GOAL: Output the material below verbatim, preserving every line in its original order.

INPUT:
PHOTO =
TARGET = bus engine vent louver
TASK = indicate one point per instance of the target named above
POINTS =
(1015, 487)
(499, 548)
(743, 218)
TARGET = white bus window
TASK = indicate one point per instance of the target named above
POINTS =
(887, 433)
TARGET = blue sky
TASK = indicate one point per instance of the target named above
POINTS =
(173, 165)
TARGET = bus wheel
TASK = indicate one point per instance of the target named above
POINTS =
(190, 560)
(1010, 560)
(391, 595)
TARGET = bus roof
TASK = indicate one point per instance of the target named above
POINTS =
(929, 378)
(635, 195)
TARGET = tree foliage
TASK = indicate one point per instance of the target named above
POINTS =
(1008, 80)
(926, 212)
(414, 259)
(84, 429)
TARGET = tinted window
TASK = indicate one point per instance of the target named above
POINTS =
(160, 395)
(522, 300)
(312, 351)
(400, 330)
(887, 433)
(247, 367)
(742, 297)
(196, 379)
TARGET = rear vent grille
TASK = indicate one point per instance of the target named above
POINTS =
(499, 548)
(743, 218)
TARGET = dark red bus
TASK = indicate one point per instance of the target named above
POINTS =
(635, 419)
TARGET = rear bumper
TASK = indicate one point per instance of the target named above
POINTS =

EXPECTED ANSWER:
PHOTO =
TARGET = bus engine vent louver
TASK = indicate one point per instance of the target named above
POINTS =
(1015, 487)
(499, 548)
(743, 218)
TARGET = white bus window
TASK = indicate one point per instance of the target named above
POINTS =
(887, 433)
TARGET = blue sky
TASK = indicate one point per instance of the target named above
POINTS =
(173, 165)
TARGET = bus wheel
TASK = indicate one point per instance of the target named above
POINTS =
(190, 560)
(1010, 560)
(391, 595)
TARGET = bus roof
TASK = indicate one point per instance of the target named above
POINTS =
(929, 378)
(635, 195)
TARGET = tree foliage
TASK = indicate one point per instance of the target named above
POINTS =
(1008, 80)
(926, 212)
(414, 259)
(84, 429)
TARGET = tinted window
TASK = indicate one point per instance of the target named above
POINTS =
(160, 395)
(522, 300)
(312, 351)
(400, 330)
(887, 433)
(247, 367)
(742, 297)
(196, 379)
TARGET = rear vent grille
TASK = indicate one point per instance of the target named above
POINTS =
(499, 548)
(743, 218)
TARGET = dark red bus
TASK = indicate one point per instance of the target named above
POINTS =
(635, 419)
TARGET = rear bumper
TASK = indicate one point per instance of the target named above
POINTS =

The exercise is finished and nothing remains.